Given data:
"""

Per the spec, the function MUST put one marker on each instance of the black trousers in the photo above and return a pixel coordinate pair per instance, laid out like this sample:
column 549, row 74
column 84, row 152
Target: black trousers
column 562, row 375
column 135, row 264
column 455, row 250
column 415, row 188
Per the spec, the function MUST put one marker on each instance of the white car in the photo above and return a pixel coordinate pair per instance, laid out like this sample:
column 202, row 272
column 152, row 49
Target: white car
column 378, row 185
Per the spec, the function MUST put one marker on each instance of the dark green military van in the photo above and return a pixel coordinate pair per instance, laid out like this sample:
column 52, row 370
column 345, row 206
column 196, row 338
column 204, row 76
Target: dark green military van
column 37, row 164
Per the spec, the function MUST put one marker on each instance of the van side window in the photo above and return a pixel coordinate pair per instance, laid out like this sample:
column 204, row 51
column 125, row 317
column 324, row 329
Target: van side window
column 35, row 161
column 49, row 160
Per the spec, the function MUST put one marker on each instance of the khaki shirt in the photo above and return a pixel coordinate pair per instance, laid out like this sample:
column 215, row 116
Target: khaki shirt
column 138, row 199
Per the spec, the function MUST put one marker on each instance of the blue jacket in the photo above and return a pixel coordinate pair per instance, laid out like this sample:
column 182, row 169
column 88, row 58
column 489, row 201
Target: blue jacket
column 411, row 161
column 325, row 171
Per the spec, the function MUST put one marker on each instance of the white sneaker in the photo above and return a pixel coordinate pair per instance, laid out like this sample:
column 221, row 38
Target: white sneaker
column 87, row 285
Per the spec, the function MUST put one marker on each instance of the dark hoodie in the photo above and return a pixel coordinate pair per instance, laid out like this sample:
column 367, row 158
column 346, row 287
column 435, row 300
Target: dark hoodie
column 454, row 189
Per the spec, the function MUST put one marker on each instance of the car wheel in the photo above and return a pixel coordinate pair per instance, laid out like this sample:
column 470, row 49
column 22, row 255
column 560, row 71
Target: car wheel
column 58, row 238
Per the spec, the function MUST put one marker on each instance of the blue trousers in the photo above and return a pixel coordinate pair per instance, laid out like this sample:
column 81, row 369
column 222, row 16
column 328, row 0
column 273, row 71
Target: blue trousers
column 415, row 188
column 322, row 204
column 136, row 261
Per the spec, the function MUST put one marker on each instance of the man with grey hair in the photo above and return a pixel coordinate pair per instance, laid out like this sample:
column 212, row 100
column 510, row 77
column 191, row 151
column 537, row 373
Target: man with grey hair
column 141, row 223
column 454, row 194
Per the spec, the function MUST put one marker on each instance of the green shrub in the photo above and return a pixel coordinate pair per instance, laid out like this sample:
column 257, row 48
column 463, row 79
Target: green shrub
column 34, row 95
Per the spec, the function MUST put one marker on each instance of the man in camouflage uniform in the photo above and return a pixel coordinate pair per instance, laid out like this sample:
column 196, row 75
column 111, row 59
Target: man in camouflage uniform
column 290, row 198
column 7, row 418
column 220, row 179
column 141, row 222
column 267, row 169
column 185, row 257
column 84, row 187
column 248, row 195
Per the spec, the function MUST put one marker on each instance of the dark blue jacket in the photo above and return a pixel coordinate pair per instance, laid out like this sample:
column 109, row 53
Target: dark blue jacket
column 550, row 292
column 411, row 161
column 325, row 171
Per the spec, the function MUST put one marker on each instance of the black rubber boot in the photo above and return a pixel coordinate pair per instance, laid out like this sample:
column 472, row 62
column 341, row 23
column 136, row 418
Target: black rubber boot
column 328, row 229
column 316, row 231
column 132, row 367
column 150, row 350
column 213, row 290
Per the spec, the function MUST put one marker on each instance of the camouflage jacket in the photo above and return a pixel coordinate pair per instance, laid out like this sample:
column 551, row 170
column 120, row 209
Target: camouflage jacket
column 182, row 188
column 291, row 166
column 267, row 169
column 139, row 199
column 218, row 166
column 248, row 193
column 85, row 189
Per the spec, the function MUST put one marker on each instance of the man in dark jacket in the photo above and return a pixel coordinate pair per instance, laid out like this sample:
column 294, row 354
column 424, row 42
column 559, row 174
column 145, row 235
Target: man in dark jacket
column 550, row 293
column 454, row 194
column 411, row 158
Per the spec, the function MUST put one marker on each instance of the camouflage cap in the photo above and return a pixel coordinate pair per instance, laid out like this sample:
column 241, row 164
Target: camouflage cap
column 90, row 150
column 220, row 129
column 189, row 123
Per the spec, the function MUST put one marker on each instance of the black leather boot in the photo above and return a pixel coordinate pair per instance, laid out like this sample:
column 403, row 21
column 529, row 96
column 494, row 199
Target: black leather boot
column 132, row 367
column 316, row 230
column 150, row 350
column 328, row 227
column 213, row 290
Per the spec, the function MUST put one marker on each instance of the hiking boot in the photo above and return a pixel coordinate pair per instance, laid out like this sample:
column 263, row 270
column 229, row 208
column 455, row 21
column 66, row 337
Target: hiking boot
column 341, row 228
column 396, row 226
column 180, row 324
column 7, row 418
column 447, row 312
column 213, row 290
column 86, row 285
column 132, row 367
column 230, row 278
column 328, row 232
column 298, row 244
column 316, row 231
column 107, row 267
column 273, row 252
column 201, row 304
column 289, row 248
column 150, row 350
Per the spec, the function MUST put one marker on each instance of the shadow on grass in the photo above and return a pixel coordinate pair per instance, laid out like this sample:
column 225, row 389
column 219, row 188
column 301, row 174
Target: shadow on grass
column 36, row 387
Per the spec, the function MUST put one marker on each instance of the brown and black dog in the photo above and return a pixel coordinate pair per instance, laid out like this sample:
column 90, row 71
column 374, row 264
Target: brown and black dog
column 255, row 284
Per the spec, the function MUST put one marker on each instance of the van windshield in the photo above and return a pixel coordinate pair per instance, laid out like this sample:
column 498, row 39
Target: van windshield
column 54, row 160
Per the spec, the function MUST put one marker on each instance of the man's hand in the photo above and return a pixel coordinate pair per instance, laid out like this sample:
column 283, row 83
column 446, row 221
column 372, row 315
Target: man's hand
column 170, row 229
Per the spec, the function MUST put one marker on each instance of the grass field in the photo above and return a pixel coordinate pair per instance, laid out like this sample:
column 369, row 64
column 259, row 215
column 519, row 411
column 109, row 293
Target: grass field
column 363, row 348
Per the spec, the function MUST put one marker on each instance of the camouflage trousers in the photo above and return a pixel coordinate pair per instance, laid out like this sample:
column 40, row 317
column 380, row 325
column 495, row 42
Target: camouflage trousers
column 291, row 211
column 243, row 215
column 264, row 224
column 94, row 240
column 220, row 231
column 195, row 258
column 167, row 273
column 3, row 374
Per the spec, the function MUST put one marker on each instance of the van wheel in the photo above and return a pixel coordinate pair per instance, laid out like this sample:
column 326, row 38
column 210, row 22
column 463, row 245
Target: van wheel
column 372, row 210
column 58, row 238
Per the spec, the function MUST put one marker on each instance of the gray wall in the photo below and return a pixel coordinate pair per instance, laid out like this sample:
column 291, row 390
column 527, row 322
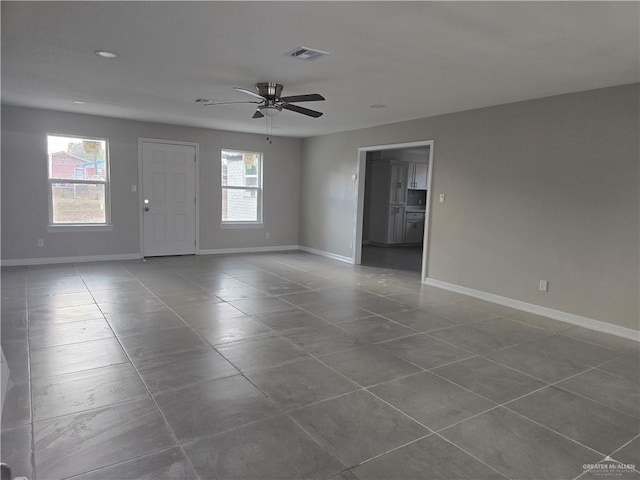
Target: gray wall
column 24, row 185
column 543, row 189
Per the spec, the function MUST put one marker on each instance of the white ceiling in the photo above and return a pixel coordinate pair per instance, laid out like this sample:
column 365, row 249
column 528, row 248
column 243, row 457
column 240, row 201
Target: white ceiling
column 417, row 58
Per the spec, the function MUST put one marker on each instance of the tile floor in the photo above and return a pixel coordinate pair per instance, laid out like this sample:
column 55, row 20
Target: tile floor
column 293, row 366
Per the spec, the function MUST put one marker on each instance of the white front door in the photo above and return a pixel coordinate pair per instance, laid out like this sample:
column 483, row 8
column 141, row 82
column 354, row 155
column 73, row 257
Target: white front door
column 169, row 199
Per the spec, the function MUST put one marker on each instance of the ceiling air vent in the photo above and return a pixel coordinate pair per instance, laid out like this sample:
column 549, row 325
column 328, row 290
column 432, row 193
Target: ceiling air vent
column 305, row 53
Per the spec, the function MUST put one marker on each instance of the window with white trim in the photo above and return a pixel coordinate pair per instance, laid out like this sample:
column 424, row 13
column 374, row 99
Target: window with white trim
column 78, row 179
column 241, row 182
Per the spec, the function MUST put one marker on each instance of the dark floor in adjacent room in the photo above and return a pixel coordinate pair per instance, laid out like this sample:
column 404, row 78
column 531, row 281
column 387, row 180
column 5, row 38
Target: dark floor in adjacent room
column 395, row 257
column 294, row 366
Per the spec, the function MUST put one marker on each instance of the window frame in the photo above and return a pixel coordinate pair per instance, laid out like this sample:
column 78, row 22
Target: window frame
column 70, row 227
column 257, row 189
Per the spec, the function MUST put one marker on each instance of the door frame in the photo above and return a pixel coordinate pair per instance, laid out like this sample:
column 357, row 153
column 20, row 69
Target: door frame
column 362, row 165
column 196, row 146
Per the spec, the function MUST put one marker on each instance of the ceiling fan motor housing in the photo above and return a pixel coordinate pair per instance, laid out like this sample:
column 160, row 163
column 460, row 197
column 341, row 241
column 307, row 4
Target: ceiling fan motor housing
column 268, row 90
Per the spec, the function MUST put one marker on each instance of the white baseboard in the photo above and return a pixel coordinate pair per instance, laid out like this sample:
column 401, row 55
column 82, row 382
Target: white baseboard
column 322, row 253
column 54, row 260
column 222, row 251
column 577, row 320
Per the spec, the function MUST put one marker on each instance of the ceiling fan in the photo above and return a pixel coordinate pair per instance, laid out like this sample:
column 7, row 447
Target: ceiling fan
column 271, row 102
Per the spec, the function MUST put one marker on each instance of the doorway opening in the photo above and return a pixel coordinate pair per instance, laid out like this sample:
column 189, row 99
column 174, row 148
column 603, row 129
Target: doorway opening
column 392, row 227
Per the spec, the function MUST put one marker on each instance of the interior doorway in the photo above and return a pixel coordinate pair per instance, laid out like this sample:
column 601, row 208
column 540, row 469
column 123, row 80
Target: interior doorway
column 393, row 210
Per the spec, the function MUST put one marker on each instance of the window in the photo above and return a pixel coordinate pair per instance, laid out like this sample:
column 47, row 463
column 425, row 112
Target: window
column 78, row 180
column 241, row 181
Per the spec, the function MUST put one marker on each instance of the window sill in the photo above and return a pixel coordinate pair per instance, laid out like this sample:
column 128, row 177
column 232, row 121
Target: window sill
column 230, row 225
column 79, row 228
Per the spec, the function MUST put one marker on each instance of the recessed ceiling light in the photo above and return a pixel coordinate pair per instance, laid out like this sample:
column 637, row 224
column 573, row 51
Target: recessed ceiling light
column 106, row 54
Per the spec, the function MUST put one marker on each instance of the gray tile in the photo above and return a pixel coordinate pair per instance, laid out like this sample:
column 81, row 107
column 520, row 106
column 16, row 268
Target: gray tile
column 301, row 383
column 538, row 321
column 519, row 448
column 627, row 366
column 162, row 342
column 67, row 333
column 420, row 320
column 89, row 389
column 273, row 449
column 459, row 313
column 288, row 319
column 585, row 421
column 576, row 350
column 177, row 370
column 76, row 357
column 426, row 459
column 610, row 469
column 225, row 330
column 17, row 405
column 60, row 300
column 337, row 312
column 376, row 329
column 139, row 305
column 424, row 351
column 611, row 390
column 13, row 326
column 45, row 317
column 193, row 298
column 357, row 426
column 16, row 450
column 489, row 379
column 75, row 444
column 166, row 465
column 261, row 305
column 548, row 366
column 320, row 340
column 432, row 401
column 474, row 339
column 612, row 342
column 284, row 288
column 263, row 352
column 212, row 407
column 630, row 453
column 369, row 365
column 382, row 306
column 135, row 323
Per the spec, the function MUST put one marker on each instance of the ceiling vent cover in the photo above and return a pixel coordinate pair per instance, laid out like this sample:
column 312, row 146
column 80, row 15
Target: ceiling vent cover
column 305, row 53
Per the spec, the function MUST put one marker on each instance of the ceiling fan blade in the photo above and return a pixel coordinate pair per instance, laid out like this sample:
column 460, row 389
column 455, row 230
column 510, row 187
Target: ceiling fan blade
column 302, row 110
column 312, row 97
column 225, row 103
column 248, row 92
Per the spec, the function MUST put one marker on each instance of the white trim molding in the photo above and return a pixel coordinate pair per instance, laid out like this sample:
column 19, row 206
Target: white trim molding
column 322, row 253
column 80, row 259
column 566, row 317
column 223, row 251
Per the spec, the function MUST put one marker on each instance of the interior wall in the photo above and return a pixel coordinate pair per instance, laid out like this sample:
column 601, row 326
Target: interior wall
column 25, row 197
column 543, row 189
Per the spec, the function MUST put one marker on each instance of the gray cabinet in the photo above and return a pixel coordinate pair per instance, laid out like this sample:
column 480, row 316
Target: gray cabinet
column 417, row 176
column 414, row 227
column 395, row 225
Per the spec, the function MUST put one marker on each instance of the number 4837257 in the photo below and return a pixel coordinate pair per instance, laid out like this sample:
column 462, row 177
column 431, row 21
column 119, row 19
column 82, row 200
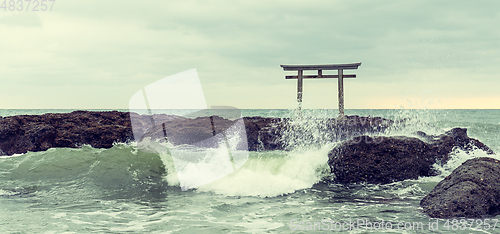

"""

Exercise instructions: Set down, without any change, the stretch of the data above from the line containing "the window with" through the line containing "column 241, row 182", including both of those lines.

Response to the task:
Per the spec, the function MUST put one marker on each instance of the window with white trim in the photo above and return a pixel coordinate pair per instance, laid out like this sample:
column 424, row 13
column 374, row 99
Target: window with white trim
column 78, row 179
column 241, row 182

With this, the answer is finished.